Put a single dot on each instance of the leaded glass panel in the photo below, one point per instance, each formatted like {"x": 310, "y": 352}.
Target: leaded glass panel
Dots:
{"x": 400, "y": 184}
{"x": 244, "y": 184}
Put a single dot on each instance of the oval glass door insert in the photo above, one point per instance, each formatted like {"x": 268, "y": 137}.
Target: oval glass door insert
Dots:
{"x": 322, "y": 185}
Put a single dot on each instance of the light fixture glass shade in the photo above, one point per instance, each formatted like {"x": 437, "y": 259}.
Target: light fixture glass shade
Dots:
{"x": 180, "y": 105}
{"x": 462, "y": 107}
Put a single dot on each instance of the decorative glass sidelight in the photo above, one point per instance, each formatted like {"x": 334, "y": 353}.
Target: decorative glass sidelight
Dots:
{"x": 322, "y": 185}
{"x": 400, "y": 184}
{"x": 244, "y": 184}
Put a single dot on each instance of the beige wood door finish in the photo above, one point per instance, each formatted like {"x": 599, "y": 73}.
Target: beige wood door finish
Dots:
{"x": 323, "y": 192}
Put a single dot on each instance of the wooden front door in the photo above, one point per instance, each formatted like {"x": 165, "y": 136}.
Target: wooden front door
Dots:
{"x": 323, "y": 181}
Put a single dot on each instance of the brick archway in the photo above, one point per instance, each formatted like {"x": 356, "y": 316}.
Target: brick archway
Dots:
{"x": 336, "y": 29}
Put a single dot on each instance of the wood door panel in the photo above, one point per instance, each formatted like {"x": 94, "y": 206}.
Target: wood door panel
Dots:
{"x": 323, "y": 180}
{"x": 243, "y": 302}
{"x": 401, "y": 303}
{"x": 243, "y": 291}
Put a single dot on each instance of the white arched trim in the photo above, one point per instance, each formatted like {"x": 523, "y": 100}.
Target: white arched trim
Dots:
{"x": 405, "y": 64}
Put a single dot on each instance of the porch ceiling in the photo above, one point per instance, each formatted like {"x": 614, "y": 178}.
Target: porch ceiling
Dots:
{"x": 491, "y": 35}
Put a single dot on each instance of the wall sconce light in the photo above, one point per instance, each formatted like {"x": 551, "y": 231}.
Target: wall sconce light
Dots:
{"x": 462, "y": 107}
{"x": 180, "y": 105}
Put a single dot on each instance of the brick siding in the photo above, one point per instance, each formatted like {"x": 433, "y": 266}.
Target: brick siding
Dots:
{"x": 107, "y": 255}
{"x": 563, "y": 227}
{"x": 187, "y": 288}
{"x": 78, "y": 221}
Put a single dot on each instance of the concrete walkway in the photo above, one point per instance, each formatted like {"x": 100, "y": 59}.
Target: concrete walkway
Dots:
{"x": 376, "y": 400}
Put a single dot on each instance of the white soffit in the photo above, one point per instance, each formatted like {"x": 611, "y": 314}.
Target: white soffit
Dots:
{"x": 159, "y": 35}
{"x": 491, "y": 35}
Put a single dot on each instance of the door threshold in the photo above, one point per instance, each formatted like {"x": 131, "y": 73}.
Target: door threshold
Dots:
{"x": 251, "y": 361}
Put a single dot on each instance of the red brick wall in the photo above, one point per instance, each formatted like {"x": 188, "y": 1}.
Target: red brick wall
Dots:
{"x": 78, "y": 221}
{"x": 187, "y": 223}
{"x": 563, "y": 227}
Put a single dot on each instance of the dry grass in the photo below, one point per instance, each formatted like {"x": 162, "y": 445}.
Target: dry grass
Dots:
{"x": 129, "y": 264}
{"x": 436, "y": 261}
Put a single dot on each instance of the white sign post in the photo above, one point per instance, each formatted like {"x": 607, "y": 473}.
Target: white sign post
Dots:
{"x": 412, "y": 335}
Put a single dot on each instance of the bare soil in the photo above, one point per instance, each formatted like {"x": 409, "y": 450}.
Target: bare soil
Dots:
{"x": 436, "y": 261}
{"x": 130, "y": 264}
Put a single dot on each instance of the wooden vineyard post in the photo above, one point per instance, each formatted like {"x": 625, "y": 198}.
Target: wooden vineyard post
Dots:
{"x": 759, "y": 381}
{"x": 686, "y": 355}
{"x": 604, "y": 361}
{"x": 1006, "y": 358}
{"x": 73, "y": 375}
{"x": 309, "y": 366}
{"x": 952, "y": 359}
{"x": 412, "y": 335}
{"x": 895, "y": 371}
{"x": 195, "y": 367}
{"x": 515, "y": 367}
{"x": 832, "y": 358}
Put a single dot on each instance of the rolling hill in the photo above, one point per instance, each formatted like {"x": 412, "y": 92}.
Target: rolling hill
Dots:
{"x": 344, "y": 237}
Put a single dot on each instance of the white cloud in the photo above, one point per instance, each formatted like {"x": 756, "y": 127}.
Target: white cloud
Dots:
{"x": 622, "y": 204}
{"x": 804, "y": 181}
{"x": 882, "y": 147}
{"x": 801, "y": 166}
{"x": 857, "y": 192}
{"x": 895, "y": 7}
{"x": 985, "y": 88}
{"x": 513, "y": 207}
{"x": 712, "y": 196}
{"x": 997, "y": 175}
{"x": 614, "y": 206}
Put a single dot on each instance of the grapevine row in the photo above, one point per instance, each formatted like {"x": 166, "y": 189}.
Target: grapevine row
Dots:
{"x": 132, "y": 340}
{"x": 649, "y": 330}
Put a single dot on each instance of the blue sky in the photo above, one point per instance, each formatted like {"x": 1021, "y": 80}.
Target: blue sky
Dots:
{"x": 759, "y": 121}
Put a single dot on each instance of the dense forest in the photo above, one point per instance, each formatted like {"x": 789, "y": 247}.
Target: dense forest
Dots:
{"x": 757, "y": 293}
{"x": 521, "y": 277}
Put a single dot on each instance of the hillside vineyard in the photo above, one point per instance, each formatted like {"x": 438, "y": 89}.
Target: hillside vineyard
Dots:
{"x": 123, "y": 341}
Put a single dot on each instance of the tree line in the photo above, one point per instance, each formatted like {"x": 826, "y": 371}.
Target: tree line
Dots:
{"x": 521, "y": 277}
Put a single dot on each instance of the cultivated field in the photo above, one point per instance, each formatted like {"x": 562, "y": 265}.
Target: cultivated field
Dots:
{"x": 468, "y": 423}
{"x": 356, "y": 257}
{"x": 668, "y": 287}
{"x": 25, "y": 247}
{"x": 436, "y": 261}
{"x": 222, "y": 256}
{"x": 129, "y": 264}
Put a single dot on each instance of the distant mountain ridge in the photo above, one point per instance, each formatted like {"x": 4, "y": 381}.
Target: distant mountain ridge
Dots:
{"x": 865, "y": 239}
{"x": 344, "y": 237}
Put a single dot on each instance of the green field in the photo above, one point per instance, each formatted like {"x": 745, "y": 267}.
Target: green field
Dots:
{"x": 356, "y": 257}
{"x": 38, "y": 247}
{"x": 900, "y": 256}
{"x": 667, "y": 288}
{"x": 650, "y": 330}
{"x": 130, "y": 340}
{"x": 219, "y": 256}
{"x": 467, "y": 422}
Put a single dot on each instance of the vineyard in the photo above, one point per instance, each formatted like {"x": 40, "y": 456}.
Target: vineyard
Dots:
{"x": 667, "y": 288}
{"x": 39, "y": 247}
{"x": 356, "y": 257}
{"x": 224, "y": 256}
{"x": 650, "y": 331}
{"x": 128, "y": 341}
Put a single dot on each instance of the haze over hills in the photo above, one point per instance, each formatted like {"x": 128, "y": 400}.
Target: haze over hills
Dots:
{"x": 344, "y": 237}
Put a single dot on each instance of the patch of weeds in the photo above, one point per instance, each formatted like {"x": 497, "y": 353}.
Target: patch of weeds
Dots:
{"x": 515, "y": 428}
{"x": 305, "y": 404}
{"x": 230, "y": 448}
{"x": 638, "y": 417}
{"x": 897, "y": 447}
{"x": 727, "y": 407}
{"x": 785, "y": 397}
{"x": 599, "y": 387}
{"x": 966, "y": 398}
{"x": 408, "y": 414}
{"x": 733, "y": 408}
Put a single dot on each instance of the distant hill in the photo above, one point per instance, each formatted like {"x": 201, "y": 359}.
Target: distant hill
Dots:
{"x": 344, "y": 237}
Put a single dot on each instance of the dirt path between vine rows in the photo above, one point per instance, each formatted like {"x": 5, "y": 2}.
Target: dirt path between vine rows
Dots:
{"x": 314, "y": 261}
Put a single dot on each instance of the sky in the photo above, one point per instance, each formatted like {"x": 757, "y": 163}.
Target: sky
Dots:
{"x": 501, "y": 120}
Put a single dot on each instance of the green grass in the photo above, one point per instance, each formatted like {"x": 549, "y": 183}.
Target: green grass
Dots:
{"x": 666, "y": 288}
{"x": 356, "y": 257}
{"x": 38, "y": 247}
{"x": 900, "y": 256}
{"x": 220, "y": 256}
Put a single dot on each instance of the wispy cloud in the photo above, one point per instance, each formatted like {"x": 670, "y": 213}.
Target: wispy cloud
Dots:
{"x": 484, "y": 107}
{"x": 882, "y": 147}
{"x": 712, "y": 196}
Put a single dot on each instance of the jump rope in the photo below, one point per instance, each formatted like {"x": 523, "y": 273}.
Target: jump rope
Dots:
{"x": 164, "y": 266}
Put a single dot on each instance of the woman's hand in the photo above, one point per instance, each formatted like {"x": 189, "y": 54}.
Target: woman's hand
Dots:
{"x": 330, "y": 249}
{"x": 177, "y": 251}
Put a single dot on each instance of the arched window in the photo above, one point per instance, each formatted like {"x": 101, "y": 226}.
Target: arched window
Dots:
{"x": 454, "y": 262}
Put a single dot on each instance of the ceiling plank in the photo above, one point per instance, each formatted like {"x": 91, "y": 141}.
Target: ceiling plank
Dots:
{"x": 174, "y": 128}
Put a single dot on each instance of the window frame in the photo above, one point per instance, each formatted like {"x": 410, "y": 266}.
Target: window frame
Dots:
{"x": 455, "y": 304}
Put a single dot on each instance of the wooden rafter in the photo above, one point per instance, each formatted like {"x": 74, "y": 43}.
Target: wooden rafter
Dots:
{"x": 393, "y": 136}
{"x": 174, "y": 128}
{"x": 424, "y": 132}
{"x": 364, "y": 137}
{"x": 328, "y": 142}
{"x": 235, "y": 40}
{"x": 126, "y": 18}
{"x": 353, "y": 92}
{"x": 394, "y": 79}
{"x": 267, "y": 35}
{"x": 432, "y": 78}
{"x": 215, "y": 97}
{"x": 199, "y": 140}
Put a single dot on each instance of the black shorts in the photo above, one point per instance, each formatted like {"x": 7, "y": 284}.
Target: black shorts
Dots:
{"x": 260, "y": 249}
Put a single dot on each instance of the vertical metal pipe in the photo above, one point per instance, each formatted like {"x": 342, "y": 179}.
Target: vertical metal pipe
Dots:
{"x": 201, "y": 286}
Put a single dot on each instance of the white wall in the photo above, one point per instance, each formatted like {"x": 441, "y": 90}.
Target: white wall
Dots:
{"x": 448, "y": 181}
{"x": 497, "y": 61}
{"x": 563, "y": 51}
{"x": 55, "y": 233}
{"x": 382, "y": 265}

________________

* [TASK DESCRIPTION]
In the listing above, find the line containing "Put a single dot on each instance of the arched" and please quote exactly that line through the last one, and no other lines.

* [WRITTEN RESPONSE]
Put a single dot on each instance of the arched window in the photo above, one point per instance, each formatted like {"x": 101, "y": 226}.
Target: arched window
Dots:
{"x": 454, "y": 262}
Put a single dot on each instance of the ceiling plank in the photo above, one point per instance, each formatted like {"x": 91, "y": 141}.
Target: ceiling plank
Dots:
{"x": 174, "y": 128}
Put a single dot on each instance of the window frame in the photo above, one point per instance, each formatted like {"x": 410, "y": 266}.
Target: window frame
Dots:
{"x": 455, "y": 304}
Put a single dot on each instance of the wooden rafter in the photo above, one point per instance, each formatted like {"x": 74, "y": 43}.
Target: wooden rafter
Dots:
{"x": 393, "y": 136}
{"x": 174, "y": 128}
{"x": 424, "y": 132}
{"x": 364, "y": 137}
{"x": 328, "y": 142}
{"x": 235, "y": 40}
{"x": 126, "y": 18}
{"x": 353, "y": 92}
{"x": 394, "y": 79}
{"x": 267, "y": 35}
{"x": 432, "y": 78}
{"x": 215, "y": 97}
{"x": 199, "y": 140}
Put a single dot on each instance of the black shorts in the photo above, one point per instance, each formatted like {"x": 7, "y": 284}.
Target: black shorts
Dots:
{"x": 260, "y": 249}
Put a single dot on each instance of the vertical metal pipe in the photo above, one point per instance, each formatted like {"x": 342, "y": 179}.
Target: vertical metal pipe
Dots:
{"x": 201, "y": 286}
Put a single dot on each instance of the white wall in the photo above, one point per instance, each formatted like {"x": 441, "y": 90}.
Target: white wall
Dots:
{"x": 448, "y": 181}
{"x": 497, "y": 61}
{"x": 563, "y": 51}
{"x": 55, "y": 233}
{"x": 382, "y": 265}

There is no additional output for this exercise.